## The problem
Write out every line of the rows below again, requests included, scaling each point coordinate in the answers by 2.5 and rounding to whole numbers, with halves rounded up. Numbers in the requests and their format samples stay as they are.

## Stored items
__________________________________________________

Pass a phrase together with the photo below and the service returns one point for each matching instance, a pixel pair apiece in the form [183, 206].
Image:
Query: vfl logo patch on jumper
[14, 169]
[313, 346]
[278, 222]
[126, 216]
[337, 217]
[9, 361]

__________________________________________________

## Result of this exercise
Pass a phrase together with the photo below and the service returns one point for each matching instance, a pixel pair apiece in the form [183, 206].
Image:
Query: vfl logo patch on jumper
[35, 423]
[783, 865]
[695, 555]
[315, 540]
[843, 543]
[23, 903]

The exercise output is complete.